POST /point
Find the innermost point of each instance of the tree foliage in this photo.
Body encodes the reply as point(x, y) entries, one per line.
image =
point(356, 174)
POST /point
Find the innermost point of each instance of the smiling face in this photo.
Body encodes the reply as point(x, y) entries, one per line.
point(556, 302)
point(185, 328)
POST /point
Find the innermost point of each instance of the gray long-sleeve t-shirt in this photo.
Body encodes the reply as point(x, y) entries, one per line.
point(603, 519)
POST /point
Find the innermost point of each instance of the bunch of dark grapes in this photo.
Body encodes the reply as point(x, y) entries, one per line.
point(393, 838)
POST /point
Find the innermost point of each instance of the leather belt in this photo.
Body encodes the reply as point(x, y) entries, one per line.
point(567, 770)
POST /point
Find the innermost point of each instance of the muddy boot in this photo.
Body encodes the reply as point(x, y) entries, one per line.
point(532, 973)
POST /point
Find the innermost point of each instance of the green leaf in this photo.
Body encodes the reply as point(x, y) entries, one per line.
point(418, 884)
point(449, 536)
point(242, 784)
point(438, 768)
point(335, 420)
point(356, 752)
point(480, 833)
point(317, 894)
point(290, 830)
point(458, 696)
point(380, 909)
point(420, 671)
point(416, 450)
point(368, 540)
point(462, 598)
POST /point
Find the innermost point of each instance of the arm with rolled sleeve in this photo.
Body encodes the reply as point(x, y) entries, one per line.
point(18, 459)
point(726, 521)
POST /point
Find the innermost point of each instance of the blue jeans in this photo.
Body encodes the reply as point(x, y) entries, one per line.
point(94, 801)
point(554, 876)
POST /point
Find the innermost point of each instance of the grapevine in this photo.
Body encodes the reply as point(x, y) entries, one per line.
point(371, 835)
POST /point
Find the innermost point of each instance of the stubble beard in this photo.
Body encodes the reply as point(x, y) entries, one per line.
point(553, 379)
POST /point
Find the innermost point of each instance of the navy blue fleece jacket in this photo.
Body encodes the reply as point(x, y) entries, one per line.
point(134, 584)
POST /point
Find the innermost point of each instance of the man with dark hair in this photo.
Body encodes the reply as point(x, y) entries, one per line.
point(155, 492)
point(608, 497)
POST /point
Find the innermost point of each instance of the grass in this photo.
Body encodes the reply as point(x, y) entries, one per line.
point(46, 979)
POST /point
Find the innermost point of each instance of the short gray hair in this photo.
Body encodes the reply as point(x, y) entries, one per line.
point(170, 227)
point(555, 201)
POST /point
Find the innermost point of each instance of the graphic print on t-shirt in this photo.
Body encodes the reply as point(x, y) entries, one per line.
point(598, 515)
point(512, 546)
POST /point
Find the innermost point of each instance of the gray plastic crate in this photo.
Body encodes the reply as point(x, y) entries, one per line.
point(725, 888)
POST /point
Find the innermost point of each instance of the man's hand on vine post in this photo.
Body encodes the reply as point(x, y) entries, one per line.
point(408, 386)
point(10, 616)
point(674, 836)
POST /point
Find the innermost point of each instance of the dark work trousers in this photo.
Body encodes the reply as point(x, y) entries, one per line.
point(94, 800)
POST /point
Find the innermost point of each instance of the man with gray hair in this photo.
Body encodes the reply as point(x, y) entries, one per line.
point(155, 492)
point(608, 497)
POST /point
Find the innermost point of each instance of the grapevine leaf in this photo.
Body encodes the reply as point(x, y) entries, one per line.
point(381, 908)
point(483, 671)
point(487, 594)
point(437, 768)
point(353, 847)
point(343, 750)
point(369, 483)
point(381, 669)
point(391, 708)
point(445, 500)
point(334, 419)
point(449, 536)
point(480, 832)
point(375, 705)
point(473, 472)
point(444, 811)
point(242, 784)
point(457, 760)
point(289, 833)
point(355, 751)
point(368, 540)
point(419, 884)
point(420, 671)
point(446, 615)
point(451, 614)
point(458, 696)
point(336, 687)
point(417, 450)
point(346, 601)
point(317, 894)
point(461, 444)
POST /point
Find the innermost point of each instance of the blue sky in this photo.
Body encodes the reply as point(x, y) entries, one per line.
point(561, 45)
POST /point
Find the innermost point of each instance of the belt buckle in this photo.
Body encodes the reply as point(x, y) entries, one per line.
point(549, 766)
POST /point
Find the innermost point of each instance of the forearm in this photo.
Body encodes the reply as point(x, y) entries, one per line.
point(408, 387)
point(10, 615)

▸ THE REQUEST: Gather every line in the items above that contains the word "belt", and copy each of those lines in full.

▸ WRITTEN REPLY:
Find the innermost point of each instance of the leather belt in this photo.
Find the innermost point of each instance of the belt buckle in this photo.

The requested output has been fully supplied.